**ENUNCIADO DO EXERCÍCIO:** Liste todas as pessoas que o texto sobre a peça Golden menciona pelo nome.
===== TEXTO DO DOCUMENTO
Após esse momento de epifania, Tiago Cadete e as duas bailarinas perseguiram durante um mês de trabalho a ideia de fusão sugerida pela fotografia. Não tanto pela via de uma temática comum, feminina e autobiográfica, que Mariana diz identificar em ambas, ou do tipo de personagens e de “uma certa decadência glamorosa” que Carlota entende ser o seu caminho comum. Aqueles que pareciam ser os atalhos para os seus mundos foram tapados e as bailarinas acabaram lançadas para um cenário muito distante daquele que tinham antecipado para o seu encontro – “cheio de perucas loiras, lantejoulas e de garrafa de whisky na mão”, hiperboliza Carlota Lagido. Para a fusão que se tornou o horizonte de Tiago Cadete, o coreógrafo resolveu intimar uma corte de fantasmas do mapa coreográfico de ambas. “Interessava-me bastante recuperar alguns materiais performáticos que elas têm de outros espectáculos, mas que se recodificam em cena”, explica. “Alguém que conheça bem o trabalho das duas consegue identificar esses fantasmas, mas no final são apenas simulacros. Nunca chegam a ser o que eram porque estão codificados de outra forma, ganham um outro sentido neste espectáculo.”


“Mais do que as personagens dos nossos universos”, acrescenta Mariana, “quem vir esta peça vai encontrar os nossos corpos como pessoas, muito mais reais, ainda que a peça seja formalmente muito abstracta.” Ou seja, a fantasmagoria de que Golden se alimenta às golfadas, que paira sempre no ar enquanto Mariana e Carlota se vão ligando na construção desse corpo comum por um procedimento que descrevem como alquímico, farejando e tacteando o corpo da outra, procurando uma forma de se ligarem como se se formasse uma liga de ouro – daí o Golden – é pouco impositiva, é como uma mão invisível que empurra uma na direcção da outra. Fumos de personagens que nunca se corporizam, porque essa seria uma forma de sublinhar os universos pessoais e, na coreografia de Tiago Cadete, a regra é anular os egos em favor da construção de uma nova entidade comum. Uma quimera, portanto, mas sem a evocação terrorífica do cruzamento mitológico entre leão e cabra, antes procurando nos limites físicos ditados pela realidade a tal fundição sensual entre dois seres distintos.
==========
===== DADOS EXTRAÍDOS
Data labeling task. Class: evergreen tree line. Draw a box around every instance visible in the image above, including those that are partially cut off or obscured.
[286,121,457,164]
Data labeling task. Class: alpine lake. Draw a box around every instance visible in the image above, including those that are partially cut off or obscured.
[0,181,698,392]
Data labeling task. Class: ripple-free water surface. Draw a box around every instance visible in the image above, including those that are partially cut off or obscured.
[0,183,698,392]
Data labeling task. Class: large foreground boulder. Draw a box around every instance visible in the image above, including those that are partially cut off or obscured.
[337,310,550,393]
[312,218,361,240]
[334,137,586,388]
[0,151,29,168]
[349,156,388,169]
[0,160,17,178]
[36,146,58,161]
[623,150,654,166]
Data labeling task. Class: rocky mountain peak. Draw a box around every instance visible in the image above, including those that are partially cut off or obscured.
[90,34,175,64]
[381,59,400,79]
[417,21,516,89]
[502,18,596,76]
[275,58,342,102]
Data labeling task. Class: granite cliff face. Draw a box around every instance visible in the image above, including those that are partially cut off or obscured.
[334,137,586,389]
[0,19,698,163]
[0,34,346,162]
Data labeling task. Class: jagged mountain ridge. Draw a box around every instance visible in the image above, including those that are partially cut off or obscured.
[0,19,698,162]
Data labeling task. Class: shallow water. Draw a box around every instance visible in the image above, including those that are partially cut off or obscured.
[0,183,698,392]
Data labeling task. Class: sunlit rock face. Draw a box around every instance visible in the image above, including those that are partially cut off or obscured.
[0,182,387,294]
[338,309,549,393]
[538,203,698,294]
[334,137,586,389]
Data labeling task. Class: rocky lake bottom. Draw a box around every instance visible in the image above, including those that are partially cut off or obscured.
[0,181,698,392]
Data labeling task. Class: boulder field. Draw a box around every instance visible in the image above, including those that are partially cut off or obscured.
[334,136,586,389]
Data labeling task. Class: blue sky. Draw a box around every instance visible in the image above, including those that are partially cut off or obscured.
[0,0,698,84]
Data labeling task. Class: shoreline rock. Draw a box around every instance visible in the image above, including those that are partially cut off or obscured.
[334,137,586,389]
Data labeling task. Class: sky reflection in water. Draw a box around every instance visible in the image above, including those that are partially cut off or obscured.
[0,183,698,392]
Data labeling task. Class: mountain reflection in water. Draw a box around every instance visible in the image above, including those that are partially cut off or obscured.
==========
**RESPOSTA AO EXERCÍCIO:** Tiago Cadete, Mariana e Carlota Lagido são as pessoas mencionadas pelo nome.